| Task material |
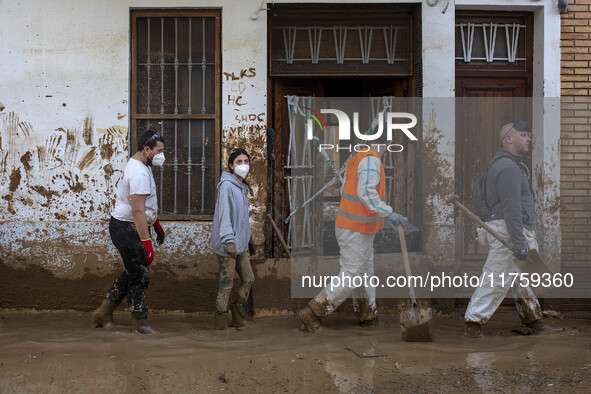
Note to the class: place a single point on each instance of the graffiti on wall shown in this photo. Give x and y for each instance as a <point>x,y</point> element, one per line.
<point>247,128</point>
<point>68,173</point>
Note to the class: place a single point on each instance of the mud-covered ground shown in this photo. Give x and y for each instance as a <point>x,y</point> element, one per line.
<point>61,352</point>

| What you need to do |
Rewrite the material, changing every "Note to the class" to "Reminder for the group" and keeping everything else the same. Leave the pictures out.

| The reply |
Reminder for the group: place a single point on each instance of the graffiti on wall shown in this photo. Give x and y for each instance as a <point>x,y</point> element, one per line.
<point>247,128</point>
<point>68,173</point>
Reminder for the group: place a single point on each instance of the mud-covered ground shown in this photo. Give x and y for each instance as a <point>x,y</point> element, one per line.
<point>61,352</point>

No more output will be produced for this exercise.